* **Exercise requirements**:
Change each "Study the picture above" in the listing below to "Examine the image shown above", keeping everything else as it is. Leave the pictures out of your version.

Coordinate annotation entries

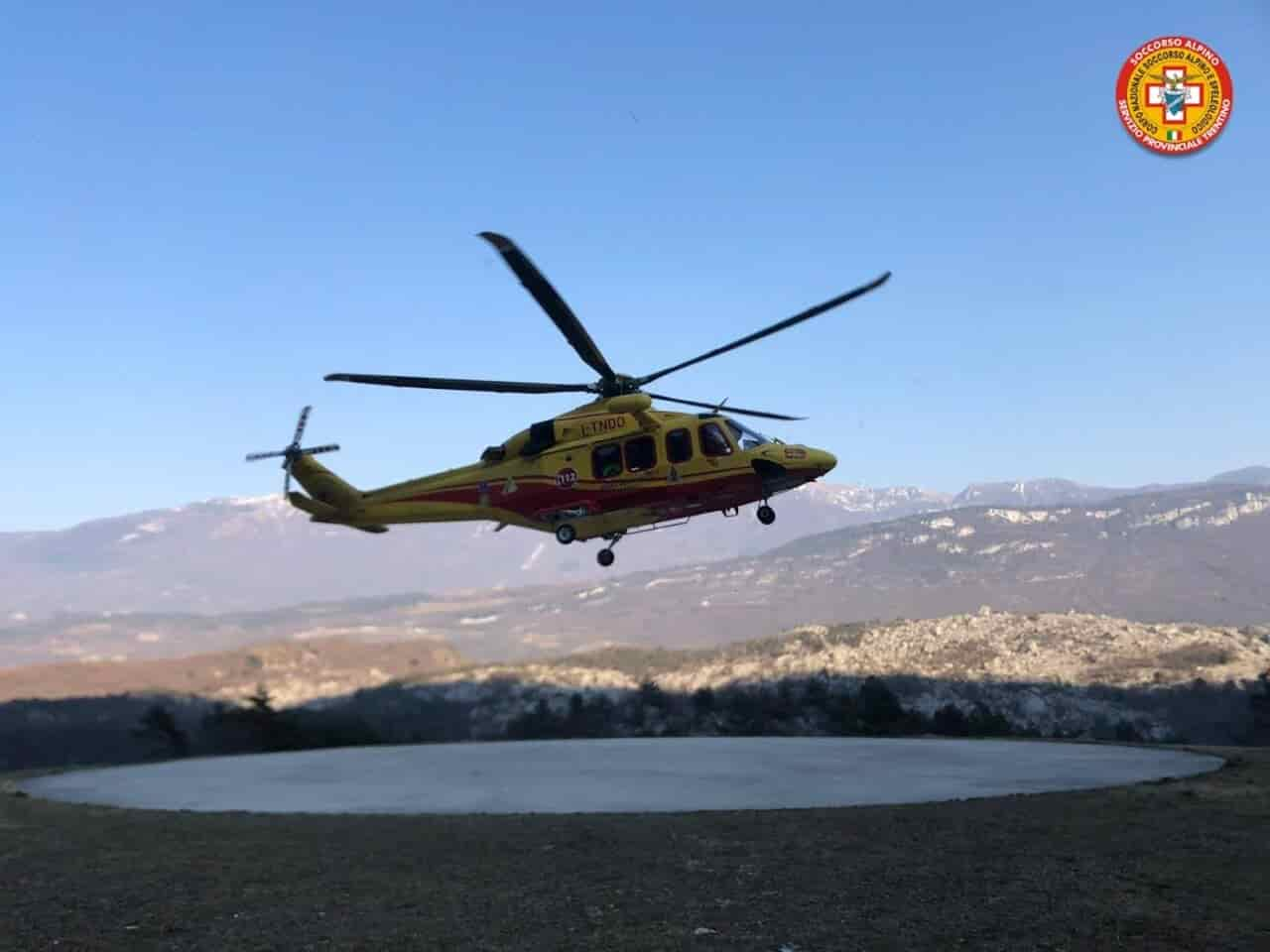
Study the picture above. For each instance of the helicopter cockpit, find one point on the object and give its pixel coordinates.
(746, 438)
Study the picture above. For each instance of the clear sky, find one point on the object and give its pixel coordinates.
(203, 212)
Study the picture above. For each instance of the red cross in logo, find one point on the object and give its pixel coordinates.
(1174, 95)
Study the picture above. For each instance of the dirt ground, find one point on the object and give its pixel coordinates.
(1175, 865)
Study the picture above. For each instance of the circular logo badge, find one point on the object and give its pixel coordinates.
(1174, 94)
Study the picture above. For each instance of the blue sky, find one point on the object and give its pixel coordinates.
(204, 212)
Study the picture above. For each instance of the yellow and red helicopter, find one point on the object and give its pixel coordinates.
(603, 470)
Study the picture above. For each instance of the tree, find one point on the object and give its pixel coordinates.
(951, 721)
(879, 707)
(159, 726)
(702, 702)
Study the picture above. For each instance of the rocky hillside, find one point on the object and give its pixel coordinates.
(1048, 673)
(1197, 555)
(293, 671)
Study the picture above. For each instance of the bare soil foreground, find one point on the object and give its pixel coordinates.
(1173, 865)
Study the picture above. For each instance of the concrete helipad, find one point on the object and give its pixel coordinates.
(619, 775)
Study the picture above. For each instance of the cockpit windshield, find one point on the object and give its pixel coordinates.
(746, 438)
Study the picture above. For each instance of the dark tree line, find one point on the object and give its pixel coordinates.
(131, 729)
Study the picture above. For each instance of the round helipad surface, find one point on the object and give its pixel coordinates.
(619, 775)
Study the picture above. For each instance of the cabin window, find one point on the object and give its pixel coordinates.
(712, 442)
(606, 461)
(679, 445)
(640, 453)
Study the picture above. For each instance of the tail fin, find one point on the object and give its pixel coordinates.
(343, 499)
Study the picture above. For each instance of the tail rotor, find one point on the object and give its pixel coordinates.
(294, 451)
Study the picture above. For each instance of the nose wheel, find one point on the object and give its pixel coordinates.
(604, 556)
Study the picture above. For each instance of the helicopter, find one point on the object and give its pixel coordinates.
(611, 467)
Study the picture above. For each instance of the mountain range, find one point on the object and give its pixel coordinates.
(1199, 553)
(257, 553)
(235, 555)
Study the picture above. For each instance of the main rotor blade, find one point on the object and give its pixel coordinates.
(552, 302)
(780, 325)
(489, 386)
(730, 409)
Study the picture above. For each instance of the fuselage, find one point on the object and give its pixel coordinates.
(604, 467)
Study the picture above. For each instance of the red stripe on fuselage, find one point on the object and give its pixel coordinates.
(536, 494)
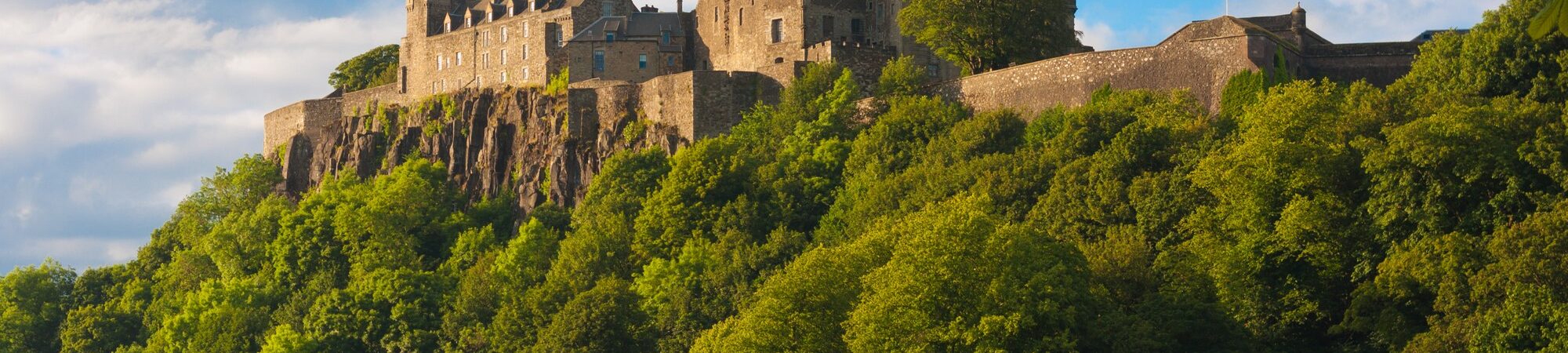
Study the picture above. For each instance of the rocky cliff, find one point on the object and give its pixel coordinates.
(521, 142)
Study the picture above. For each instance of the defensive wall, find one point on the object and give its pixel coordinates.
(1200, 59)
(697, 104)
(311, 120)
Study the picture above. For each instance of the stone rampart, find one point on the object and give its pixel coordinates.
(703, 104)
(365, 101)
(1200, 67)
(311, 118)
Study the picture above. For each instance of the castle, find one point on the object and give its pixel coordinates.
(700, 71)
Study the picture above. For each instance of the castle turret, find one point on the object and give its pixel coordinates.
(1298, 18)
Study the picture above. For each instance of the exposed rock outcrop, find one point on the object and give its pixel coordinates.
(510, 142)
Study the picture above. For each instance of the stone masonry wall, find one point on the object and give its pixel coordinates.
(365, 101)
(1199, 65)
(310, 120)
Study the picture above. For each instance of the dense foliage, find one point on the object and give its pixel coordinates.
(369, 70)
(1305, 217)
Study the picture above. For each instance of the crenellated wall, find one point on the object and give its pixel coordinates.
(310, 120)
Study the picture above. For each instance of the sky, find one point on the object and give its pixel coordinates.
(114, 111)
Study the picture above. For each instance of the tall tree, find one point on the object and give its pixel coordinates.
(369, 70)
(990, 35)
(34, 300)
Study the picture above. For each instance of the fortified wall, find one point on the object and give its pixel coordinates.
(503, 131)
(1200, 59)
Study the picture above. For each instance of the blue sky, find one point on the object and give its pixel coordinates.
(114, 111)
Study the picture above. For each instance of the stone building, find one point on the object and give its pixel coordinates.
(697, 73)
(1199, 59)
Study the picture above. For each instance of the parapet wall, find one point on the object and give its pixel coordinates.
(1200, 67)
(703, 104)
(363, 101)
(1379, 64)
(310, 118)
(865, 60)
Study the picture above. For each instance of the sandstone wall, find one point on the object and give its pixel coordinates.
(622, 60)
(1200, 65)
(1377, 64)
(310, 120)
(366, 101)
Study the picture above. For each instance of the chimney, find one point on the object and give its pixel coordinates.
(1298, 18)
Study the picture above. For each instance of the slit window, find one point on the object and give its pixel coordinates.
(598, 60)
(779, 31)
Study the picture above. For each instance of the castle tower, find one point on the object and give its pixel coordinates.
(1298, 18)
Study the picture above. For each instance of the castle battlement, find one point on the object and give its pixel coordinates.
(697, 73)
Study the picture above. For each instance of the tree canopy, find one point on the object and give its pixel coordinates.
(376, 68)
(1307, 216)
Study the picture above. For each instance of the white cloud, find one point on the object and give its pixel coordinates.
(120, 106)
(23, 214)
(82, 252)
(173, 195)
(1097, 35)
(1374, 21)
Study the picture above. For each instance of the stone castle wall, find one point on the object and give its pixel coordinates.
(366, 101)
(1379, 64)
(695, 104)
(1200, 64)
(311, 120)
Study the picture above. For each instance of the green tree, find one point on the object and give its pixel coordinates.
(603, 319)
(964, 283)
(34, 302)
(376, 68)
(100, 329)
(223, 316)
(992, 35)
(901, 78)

* **Finished exercise**:
Examine the image shown above. For each instance of the helicopter cockpit, find one point on the object and give its pixel coordinates.
(746, 438)
Examine the image shown above. For each instance of the clear sky, find one point on the object and give its pixel coordinates.
(203, 212)
Examine the image shown above. For each instance of the red cross in logo, find one point on the object and give its pixel coordinates.
(1174, 95)
Examine the image shown above. For each instance of the dirt ground, find one point on the object and give its pixel coordinates.
(1175, 865)
Examine the image shown above. For each instance of the circular logo badge, find one point on the object and give its pixel coordinates.
(1174, 94)
Examine the image shown above. For each instance of the blue sky, find one point on the object and give its pixel coordinates.
(204, 212)
Examine the image shown above. For each instance of the yellow and red helicopter, find one point on the object and give its pixel coordinates.
(603, 470)
Examine the image shown above. For each instance of the tree, find one point on the object and give its pixel coordinates.
(951, 721)
(879, 707)
(159, 726)
(702, 702)
Examine the image shown above. For each instance of the rocky hillside, find one point on the object and give its pixel coordinates.
(1048, 673)
(1197, 555)
(293, 671)
Examine the image shown above. For each instance of the bare soil foreground, find one point on the object and give its pixel coordinates.
(1173, 865)
Examine the image shown above. For each instance of the concrete helipad, find one point on the object and give its pixel coordinates.
(619, 775)
Examine the image shown above. For each instance of the cockpit windshield, find one point on the object and give its pixel coordinates.
(746, 438)
Examine the image shown above. For each instance of the dark tree line, find one point on the object and give its pixel coordinates.
(131, 729)
Examine the image shown above. For each instance of the round helipad surface, find one point on the object and give its pixel coordinates.
(619, 775)
Examine the image shown above. For each instance of the cabin window, find one point on the object and give its pixel coordinates.
(712, 442)
(606, 461)
(679, 445)
(640, 453)
Examine the image shown above. For each instance of the tail fin, find one point on the object and give its pixel coordinates.
(343, 499)
Examine the image shown above. For each instance of the tail rotor, find one point on the object and give its pixel coordinates.
(294, 451)
Examine the image shown above. For each instance of the nose wheel, find one point on the object and give its pixel coordinates.
(604, 556)
Examine the image shown above. For each instance of the helicopter, find one point on the object and give its pixel coordinates.
(611, 467)
Examine the image shown above. For each instance of the mountain range, find one point on the object and give its pixel coordinates.
(1199, 553)
(257, 553)
(235, 555)
Examine the image shown above. For each instance of the main rotor blade, find one point on the object and give its pixel coordinates.
(552, 302)
(780, 325)
(489, 386)
(730, 409)
Examine the image shown above. For each instance of the fuselage, find one point on the object and give its pixel coordinates.
(604, 467)
Examine the image shown above. For each instance of the red stripe on fuselage, find one point on the object and give its pixel coordinates.
(536, 494)
Examine the image shown above. For each instance of the rocky cliff, find one point on the object and give its pixel coordinates.
(521, 142)
Examine the image shown above. For each instance of the defensive wall, find one point on the object and give its pixel coordinates.
(1200, 59)
(697, 104)
(311, 120)
Examine the image shown above. For each instance of the stone rampart, find one point on the object and give its pixel coordinates.
(703, 104)
(365, 101)
(1200, 67)
(311, 118)
Examine the image shown above. For each instance of the castle, find one point on the object and give its pixel coordinates.
(700, 71)
Examine the image shown above. For each instance of the castle turret, find one point on the object and give its pixel coordinates.
(1298, 18)
Examine the image shown above. For each instance of the exposed rock outcrop, find one point on the object and give its pixel coordinates.
(510, 142)
Examine the image shown above. For each instance of the stone masonry wall, find one point on the object and give its pixel coordinates.
(365, 101)
(1199, 65)
(310, 120)
Examine the image shown above. For each instance of the dense foliage, find one point on the object and give its pixel coordinates.
(369, 70)
(1305, 217)
Examine the image shown above. For each instance of the crenellated wall, find one point on the object and give its pixel coordinates.
(310, 120)
Examine the image shown above. For each instance of the sky, find one point on the object and give its pixel coordinates.
(114, 111)
Examine the image shown above. For each instance of the tall tree, find one point on the object and give its pixel coordinates.
(369, 70)
(990, 35)
(34, 300)
Examine the image shown above. For each instance of the fortified wall, find one point on the object and give its pixel coordinates.
(503, 131)
(1200, 59)
Examine the image shown above. For each instance of the blue sky, find one point on the object and give its pixel coordinates.
(114, 111)
Examine the image shown above. For each instance of the stone building, find one point on the object and give its pixel coordinates.
(697, 73)
(1199, 59)
Examine the image shown above. For each instance of the parapet wall, find one point on the object and give its pixel coordinates.
(1200, 67)
(703, 104)
(363, 101)
(1379, 64)
(310, 118)
(865, 60)
Examine the image shown above. For each instance of the sandstone wall, find one point on the object and give its pixel coordinates.
(622, 60)
(1200, 65)
(1377, 64)
(310, 120)
(366, 101)
Examine the image shown above. For each instance of the chimney, find one point on the object and give its pixel coordinates.
(1298, 18)
Examine the image shown above. For each instance of the slit window, find one point on the object and give its pixel coordinates.
(598, 60)
(779, 31)
Examine the image shown above. For each instance of the castle tower, find one point on the object and give its pixel coordinates.
(1298, 18)
Examine the image shown above. For each instance of the castle battlement, find one point on the object and give its pixel coordinates.
(697, 73)
Examine the image shown above. For each instance of the tree canopy, find one point on the object and give its pixel coordinates.
(376, 68)
(1307, 216)
Examine the image shown above. For each instance of the white cloud, find one point on the object and give its pixel coordinates.
(120, 106)
(23, 214)
(82, 252)
(173, 195)
(1097, 35)
(1374, 21)
Examine the image shown above. For each instance of the stone castle wall, find one point on the object and give its pixel coordinates.
(366, 101)
(1379, 64)
(695, 104)
(1200, 64)
(311, 120)
Examine the image shown above. For each instance of the green tree, find one point on the object and give its pixel coordinates.
(603, 319)
(964, 283)
(34, 302)
(376, 68)
(100, 329)
(223, 316)
(992, 35)
(901, 78)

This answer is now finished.